-------- Passage for review --------
Navigating the winery workplace with an invisible disability

Saturday, 24 December, 2022
SevenFiftyDaily, Amy Bess Cook
One writer with epilepsy shares what it’s like to work in a winery with an invisible disability and examines what the industry can do to create a more welcoming workplace.

On a sunny summer day in Napa, our wine production crew gathered poolside to kick off the harvest season with a proper party. Vibes were high, and I was eager to get acquainted with my new coworkers. Then everyone started shotgunning beer; everyone but me. 

Only a week before, I’d had a violent grand mal seizure. I still had a grisly gash on my arm from the incident, and lingered in a brain fog that obscured the world around me like a smokescreen. After 35 years of living with epilepsy, I knew that alcohol is a trigger for seizures. Skipping this rite of passage was a logical decision, but an awkward one. My abstinence seemed to mark me as different—even weak. 

In the production cellar, weakness can feel like a career ender. Harvest season requires long hours and arduous physical labor. In our male-dominated industry, “bro” culture prevails, and the typical cellar is fast-paced and competitive in a way that can be both highly invigorating and highly toxic. Workers who move slowly or out of sync may signal an unwillingness to shoulder their fair share of the workload.
--------
In the article on working in a winery with an invisible disability, how many years has the writer lived with epilepsy? The listing has nothing to do with the article.
-------- Data section --------
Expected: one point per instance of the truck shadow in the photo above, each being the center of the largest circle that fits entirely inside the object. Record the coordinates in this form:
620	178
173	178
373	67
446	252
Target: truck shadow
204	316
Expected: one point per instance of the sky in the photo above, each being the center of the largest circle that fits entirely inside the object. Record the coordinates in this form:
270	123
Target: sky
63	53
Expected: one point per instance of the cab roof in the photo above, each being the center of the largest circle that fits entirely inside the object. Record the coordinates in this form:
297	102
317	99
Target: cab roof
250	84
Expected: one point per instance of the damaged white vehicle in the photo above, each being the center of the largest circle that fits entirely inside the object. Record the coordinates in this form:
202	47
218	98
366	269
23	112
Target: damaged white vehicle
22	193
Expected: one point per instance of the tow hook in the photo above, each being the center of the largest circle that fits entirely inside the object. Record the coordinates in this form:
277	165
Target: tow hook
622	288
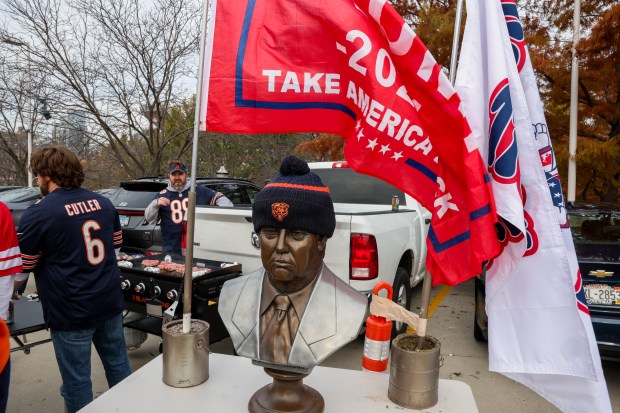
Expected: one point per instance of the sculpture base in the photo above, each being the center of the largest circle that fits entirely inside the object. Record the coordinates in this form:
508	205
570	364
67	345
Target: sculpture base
287	394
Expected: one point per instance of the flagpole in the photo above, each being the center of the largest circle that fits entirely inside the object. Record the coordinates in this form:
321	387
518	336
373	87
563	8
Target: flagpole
455	40
191	207
574	94
427	282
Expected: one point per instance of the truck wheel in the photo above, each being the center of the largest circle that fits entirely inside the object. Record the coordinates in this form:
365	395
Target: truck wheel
402	296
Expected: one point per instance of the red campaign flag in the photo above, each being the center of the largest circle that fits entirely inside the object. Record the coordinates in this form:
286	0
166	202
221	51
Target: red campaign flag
356	69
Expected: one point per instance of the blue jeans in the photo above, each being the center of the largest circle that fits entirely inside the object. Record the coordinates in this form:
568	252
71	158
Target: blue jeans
73	349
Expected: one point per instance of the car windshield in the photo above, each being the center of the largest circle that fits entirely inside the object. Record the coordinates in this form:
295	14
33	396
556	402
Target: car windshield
19	195
122	198
348	187
595	227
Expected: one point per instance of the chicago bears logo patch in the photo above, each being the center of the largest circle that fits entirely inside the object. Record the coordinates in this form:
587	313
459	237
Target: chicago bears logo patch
279	210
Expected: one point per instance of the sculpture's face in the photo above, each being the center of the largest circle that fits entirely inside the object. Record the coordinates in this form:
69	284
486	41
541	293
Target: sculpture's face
292	258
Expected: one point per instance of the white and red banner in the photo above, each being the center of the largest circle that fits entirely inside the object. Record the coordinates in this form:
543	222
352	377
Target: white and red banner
540	333
355	68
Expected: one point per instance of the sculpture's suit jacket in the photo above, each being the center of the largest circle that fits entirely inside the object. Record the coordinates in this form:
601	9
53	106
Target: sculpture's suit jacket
332	318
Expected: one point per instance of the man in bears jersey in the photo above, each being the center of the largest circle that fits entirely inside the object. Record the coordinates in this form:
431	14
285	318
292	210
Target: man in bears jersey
69	239
171	205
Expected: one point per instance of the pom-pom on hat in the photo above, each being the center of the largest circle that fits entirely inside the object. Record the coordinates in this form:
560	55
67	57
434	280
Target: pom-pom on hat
295	199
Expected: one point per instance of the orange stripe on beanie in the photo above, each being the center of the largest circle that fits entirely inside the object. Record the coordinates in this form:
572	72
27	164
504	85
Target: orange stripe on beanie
295	199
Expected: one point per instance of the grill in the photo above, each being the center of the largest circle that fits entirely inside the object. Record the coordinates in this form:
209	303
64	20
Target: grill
150	294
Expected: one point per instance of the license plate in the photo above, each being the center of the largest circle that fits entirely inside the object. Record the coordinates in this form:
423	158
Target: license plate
602	294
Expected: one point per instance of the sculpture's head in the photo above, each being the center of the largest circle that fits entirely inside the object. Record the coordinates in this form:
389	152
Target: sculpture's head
294	217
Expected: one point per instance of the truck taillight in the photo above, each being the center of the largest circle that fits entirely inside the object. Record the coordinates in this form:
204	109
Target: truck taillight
364	261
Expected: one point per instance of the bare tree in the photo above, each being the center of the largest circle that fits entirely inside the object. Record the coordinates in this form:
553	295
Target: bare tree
119	63
19	113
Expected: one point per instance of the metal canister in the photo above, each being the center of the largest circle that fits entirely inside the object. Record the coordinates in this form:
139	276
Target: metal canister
395	202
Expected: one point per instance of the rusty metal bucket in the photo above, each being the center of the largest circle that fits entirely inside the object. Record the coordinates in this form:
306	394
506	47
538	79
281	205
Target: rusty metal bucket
186	356
414	375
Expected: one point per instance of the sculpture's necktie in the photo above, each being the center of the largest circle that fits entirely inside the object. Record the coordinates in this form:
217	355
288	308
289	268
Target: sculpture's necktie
277	340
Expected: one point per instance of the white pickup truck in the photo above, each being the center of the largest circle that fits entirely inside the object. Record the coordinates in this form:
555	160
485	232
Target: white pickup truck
371	243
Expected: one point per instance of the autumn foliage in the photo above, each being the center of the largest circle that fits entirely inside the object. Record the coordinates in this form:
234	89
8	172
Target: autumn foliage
548	30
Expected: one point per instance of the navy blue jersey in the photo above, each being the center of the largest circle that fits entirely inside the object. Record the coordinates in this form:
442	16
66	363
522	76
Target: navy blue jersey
68	240
172	215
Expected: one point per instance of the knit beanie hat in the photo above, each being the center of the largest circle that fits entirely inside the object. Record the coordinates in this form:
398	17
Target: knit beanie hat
295	199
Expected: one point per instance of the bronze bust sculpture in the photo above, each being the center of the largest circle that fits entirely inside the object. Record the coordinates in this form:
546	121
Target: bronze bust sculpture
293	312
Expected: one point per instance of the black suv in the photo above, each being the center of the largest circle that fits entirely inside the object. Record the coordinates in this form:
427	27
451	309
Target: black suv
132	198
596	234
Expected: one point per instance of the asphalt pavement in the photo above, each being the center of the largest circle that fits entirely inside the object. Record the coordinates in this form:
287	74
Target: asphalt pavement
35	380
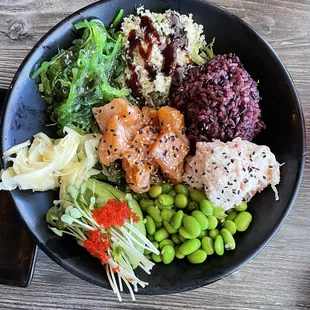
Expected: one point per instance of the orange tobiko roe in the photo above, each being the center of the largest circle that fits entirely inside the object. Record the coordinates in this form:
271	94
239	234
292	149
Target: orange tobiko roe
98	245
114	213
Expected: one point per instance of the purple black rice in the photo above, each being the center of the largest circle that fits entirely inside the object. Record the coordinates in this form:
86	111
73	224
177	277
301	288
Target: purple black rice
219	100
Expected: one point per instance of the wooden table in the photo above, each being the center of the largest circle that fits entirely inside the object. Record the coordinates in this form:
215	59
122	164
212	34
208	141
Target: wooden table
279	277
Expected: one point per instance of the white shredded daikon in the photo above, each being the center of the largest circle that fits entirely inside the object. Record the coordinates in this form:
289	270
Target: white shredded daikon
46	163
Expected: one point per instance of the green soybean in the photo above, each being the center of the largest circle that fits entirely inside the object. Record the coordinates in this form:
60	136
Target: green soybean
203	234
162	207
243	220
166	199
206	207
177	253
191	206
230	226
150	237
161	234
156	258
155	191
242	207
183	239
184	233
154	213
158	224
165	242
214	233
207	245
170	228
167	254
175	238
219	245
201	219
232	215
167	215
166	188
177	219
229	241
189	246
197	195
182	189
150	225
180	201
145	203
172	193
198	257
192	226
212	222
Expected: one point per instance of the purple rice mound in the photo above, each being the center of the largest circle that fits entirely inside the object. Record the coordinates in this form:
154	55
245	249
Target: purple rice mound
219	100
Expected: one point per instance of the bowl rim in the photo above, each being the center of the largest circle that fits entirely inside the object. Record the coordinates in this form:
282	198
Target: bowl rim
67	266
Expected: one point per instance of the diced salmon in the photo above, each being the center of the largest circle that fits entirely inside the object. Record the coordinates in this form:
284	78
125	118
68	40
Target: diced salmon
169	151
149	117
128	113
139	151
113	142
170	119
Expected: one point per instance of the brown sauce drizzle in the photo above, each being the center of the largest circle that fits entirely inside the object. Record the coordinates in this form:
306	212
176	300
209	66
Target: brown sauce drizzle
145	46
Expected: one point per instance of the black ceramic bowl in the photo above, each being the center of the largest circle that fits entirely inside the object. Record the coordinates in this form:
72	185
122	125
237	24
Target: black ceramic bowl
25	115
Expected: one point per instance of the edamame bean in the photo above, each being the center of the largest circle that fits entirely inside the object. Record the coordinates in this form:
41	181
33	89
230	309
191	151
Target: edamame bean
212	221
145	203
162	207
192	226
207	245
172	193
150	237
166	199
177	219
219	245
167	215
232	215
203	234
154	213
182	239
201	219
170	228
191	206
243	220
158	224
229	241
166	188
177	253
197	195
214	233
180	201
165	242
197	257
230	226
206	207
182	189
175	238
167	254
189	246
161	234
150	225
155	191
156	257
183	232
242	207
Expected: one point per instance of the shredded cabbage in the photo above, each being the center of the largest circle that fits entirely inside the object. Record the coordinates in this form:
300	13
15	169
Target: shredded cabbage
46	164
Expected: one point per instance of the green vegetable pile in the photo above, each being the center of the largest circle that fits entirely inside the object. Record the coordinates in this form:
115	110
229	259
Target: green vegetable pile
182	223
86	75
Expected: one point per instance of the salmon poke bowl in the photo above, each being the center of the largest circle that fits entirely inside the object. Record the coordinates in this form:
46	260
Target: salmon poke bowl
154	148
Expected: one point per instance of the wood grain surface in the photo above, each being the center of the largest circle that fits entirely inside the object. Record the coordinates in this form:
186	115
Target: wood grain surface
279	277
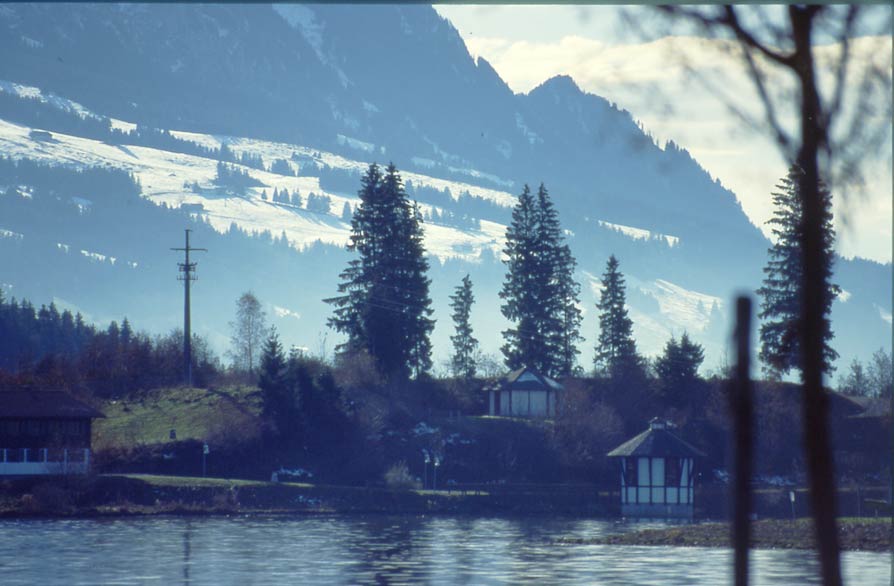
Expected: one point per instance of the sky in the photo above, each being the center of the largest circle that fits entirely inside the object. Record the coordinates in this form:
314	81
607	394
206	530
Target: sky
651	75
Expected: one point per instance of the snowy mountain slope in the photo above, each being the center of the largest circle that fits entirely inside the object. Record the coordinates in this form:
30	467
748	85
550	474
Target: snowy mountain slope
343	86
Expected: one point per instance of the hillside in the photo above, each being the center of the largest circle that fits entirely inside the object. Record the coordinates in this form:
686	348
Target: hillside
328	90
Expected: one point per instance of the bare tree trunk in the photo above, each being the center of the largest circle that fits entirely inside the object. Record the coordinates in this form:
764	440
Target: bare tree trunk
814	401
742	408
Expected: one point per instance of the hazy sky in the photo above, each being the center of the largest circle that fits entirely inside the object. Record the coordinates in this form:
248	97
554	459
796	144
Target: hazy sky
644	74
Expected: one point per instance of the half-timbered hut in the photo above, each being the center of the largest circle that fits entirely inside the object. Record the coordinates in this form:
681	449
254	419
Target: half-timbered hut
657	473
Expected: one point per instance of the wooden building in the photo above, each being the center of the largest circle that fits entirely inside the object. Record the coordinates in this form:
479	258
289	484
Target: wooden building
657	472
523	393
44	432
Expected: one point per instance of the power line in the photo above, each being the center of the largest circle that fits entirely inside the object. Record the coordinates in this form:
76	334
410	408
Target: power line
188	270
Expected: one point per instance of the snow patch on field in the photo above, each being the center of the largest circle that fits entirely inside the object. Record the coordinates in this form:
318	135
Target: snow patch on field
31	92
98	257
639	233
680	309
355	144
122	125
284	312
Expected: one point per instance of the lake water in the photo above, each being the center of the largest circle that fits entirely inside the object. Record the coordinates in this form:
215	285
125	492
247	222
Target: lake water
375	550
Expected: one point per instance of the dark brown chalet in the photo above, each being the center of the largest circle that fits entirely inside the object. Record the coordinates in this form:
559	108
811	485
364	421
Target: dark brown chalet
44	432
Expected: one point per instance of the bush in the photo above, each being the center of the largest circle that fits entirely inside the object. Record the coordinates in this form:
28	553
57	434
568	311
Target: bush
398	477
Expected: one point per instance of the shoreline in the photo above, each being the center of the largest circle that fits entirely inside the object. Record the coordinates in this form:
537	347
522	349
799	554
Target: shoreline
141	496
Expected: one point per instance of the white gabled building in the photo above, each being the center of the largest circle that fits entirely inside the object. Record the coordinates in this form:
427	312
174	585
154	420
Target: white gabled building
524	393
--------
■ Result of the exercise ■
35 years.